Seção de texto:

▬▬▬

Mentiras sinceras nos interessam... Memórias inventadas conduzem o romance de estreia do pernambucano Inácio França, inspirado na vida da artista plástica Tereza Costa Rego

Fellipe Torres
fellipe.torres@diariodepernambuco.com.br

Publicação: 27/04/2017 03:00

Obra narra trajetória da pintora entre 1962 e 1979. Inácio abriu mão da biografia e romanceou a história (KARINA MORAIS/ESP.DP | RENATO MOREIRA/DIVULGAÇÃO)
Obra narra trajetória da pintora entre 1962 e 1979. Inácio abriu mão da biografia e romanceou a história

Com frequência, a ficção se torna refúgio para temas cuja totalidade não consegue ser abraçada pelo jornalismo. Parte do desafio é lidar com a memória: se toda ela é inventada (umas mais, outras menos), como incorporá-la ao texto sem desviar do compromisso com os fatos? O dilema mudou o rumo de um projeto tocado há quase duas décadas pelo jornalista pernambucano Inácio França. Para abrigar as “lembranças reinventadas” de sua interlocutora, a artista plástica Tereza Costa Rego, 87, ele abriu mão do gênero biográfico para contar a história de “várias mulheres em uma”. O resultado foi a novela Terezas (Editora Confraria do Vento, R$ 45), cujo lançamento será hoje, às 19h, na Casa 12 (Rua Silvino Lopes, 12, Casa Forte).

▬▬▬

Tarefa 1:
Na reportagem sobre o romance de Inácio França, qual é o título da novela?
Tarefa 2:
Dê continuidade à reportagem sobre o romance de Inácio França a partir da última frase.

▬▬▬

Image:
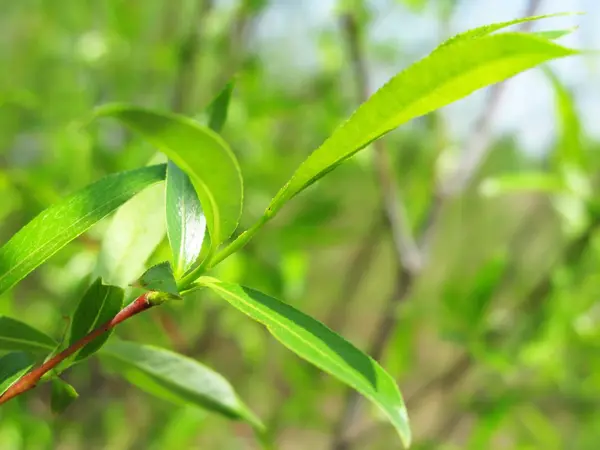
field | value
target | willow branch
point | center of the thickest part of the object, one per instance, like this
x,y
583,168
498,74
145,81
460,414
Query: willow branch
x,y
414,256
32,378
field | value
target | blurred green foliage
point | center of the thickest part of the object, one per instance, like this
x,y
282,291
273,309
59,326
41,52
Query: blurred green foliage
x,y
496,347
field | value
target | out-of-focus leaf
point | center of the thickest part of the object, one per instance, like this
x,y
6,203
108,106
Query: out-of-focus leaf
x,y
98,305
131,237
12,367
186,224
554,34
201,154
570,149
61,223
176,378
16,335
63,394
522,182
316,343
159,278
449,73
218,108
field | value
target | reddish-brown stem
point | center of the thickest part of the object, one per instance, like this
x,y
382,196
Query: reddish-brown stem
x,y
30,379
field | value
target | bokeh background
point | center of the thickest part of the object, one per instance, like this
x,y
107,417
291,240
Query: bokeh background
x,y
496,342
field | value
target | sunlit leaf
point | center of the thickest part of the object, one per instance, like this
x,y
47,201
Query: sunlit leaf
x,y
522,182
485,30
316,343
99,304
62,395
176,378
201,154
16,335
451,72
12,367
186,224
159,278
218,108
61,223
554,34
131,237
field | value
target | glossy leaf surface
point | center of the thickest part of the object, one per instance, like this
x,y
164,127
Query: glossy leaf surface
x,y
64,221
201,154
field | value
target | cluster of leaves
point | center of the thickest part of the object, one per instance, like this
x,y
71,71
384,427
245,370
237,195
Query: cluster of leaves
x,y
204,193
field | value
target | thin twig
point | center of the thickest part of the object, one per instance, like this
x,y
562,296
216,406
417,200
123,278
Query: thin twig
x,y
31,379
407,252
413,257
185,82
359,263
475,151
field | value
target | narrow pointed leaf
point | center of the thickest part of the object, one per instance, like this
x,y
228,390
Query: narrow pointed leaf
x,y
218,108
176,378
450,73
316,343
484,30
61,223
98,305
159,278
62,395
133,234
201,154
554,34
12,367
16,335
186,224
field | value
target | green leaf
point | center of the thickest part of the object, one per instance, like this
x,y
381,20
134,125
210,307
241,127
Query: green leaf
x,y
134,232
12,367
522,182
64,221
98,305
63,394
322,347
485,30
16,335
176,378
218,108
201,154
186,224
554,34
160,278
450,73
570,152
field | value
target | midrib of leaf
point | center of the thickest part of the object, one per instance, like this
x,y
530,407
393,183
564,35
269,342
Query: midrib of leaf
x,y
428,94
214,209
183,244
60,234
261,314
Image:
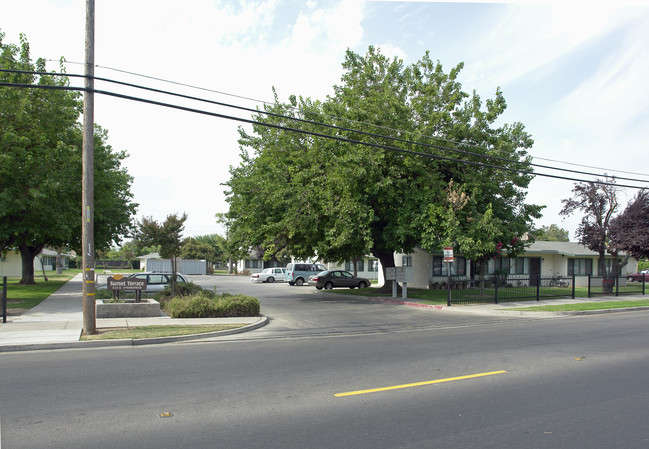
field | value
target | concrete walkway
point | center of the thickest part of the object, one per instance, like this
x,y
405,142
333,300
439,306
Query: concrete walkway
x,y
57,322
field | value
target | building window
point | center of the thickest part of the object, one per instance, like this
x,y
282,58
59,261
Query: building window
x,y
580,267
360,266
253,263
458,267
520,265
609,267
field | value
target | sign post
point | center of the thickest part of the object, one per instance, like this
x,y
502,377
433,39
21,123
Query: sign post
x,y
448,260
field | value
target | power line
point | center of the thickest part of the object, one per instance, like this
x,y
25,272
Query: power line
x,y
334,127
311,133
356,121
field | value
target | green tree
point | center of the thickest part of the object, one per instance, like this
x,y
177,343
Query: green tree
x,y
40,166
194,249
339,200
168,235
552,233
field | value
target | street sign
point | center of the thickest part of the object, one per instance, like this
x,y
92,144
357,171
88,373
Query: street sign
x,y
119,282
448,254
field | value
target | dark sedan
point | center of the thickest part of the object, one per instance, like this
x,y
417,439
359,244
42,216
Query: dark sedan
x,y
337,278
640,277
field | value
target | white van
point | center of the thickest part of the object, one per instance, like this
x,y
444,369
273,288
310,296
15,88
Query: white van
x,y
298,273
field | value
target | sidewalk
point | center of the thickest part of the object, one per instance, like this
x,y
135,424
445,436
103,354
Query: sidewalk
x,y
57,322
506,308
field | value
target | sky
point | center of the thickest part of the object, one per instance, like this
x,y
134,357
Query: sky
x,y
573,72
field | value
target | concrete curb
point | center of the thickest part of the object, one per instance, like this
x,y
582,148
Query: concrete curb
x,y
132,341
505,311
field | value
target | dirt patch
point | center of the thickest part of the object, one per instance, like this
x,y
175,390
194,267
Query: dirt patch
x,y
15,312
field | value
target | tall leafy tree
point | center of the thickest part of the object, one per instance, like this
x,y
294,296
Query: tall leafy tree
x,y
338,199
167,235
629,229
552,233
40,165
598,201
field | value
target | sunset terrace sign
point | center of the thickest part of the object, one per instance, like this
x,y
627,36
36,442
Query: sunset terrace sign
x,y
119,282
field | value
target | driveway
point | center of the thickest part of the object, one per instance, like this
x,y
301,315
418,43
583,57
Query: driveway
x,y
304,311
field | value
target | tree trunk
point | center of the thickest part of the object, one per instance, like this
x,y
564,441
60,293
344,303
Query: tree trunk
x,y
608,277
27,255
59,261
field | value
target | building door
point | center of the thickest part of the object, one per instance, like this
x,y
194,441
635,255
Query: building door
x,y
535,270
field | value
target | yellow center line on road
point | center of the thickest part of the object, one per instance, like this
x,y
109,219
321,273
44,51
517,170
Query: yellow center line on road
x,y
417,384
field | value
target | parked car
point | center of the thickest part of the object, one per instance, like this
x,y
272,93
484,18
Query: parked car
x,y
269,275
298,273
638,276
337,278
156,282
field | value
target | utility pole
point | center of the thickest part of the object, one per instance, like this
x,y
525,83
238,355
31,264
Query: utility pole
x,y
87,183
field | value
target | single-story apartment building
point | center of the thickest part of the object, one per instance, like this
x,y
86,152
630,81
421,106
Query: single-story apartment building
x,y
11,262
541,259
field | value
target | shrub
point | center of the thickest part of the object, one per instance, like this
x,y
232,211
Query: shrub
x,y
209,305
182,289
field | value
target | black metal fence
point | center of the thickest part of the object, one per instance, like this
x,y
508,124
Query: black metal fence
x,y
496,289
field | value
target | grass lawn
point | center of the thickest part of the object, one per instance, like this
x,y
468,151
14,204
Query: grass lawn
x,y
587,306
157,331
27,296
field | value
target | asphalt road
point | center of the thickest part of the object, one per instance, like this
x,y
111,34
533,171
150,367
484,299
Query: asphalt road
x,y
298,311
577,382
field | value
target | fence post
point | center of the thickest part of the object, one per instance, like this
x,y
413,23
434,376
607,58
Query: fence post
x,y
573,286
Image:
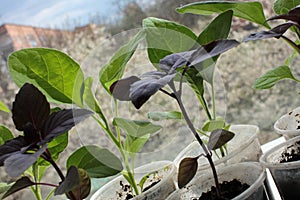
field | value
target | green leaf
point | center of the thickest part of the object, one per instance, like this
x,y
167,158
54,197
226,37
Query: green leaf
x,y
270,78
251,11
114,70
157,115
135,144
283,6
5,187
187,170
84,187
56,146
196,83
20,184
98,162
136,128
211,125
54,72
71,181
166,37
5,134
3,107
218,138
218,29
90,99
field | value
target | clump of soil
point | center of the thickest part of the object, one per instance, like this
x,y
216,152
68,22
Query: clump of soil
x,y
126,192
292,153
229,190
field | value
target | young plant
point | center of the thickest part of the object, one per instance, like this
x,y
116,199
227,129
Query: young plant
x,y
139,90
36,65
270,78
44,136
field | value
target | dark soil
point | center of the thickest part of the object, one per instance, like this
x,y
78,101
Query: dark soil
x,y
229,190
292,153
126,190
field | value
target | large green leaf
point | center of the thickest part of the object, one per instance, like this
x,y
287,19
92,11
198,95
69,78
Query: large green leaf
x,y
52,71
251,11
283,6
270,78
136,128
166,37
90,99
3,107
219,28
5,134
98,162
56,146
114,70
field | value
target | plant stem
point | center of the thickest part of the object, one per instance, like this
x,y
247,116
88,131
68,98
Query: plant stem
x,y
292,44
125,156
208,155
57,169
213,100
206,151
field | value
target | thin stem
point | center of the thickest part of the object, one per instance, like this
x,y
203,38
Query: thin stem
x,y
47,184
206,151
292,44
124,155
213,100
48,157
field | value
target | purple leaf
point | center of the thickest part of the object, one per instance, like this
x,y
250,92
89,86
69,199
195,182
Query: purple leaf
x,y
210,50
30,107
187,170
10,147
292,15
142,90
17,163
71,181
20,184
120,89
62,121
173,61
276,32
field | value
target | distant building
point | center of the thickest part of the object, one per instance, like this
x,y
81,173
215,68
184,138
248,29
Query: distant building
x,y
14,37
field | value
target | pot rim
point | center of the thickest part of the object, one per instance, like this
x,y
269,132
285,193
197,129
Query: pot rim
x,y
291,132
162,163
224,169
277,165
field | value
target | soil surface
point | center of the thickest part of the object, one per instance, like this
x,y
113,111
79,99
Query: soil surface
x,y
292,153
229,190
126,192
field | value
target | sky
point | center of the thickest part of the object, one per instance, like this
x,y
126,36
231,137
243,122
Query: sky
x,y
54,13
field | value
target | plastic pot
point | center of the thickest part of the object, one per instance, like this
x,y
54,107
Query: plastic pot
x,y
286,175
166,170
252,173
288,125
243,147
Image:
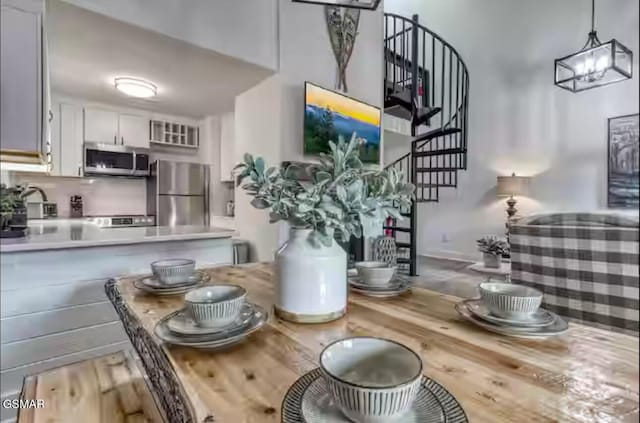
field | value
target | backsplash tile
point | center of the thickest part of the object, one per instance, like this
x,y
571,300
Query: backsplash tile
x,y
100,196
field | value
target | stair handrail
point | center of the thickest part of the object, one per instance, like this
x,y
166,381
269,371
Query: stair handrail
x,y
432,33
464,99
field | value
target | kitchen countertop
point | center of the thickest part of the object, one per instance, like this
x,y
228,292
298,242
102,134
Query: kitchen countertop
x,y
76,233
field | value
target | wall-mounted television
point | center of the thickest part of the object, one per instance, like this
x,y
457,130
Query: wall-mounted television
x,y
329,114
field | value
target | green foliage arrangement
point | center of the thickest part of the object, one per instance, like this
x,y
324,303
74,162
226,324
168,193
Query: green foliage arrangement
x,y
342,199
493,245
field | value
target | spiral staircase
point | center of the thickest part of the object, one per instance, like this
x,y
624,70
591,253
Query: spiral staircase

▬▬▬

Resposta escrita 1:
Terezas.

Resposta escrita 2:
A disparidade entre verdade e memória se fez presente desde o primeiro contato entre autor e personagem. Em 1999, em entrevista sobre os 20 anos da Lei da Anistia, o então repórter especial do Diario de Pernambuco ouviu Tereza relembrar a morte do marido no primeiro dia após a volta do exílio. Depois de publicada a matéria, descobriu-se certa incompatibilidade do relato com o fato histórico, embora a verdade soasse “menos interessante”. Aquele encontro foi o início de uma longeva amizade, marcada por muitas conversas e novas entrevistas para compor o tal projeto de biografia.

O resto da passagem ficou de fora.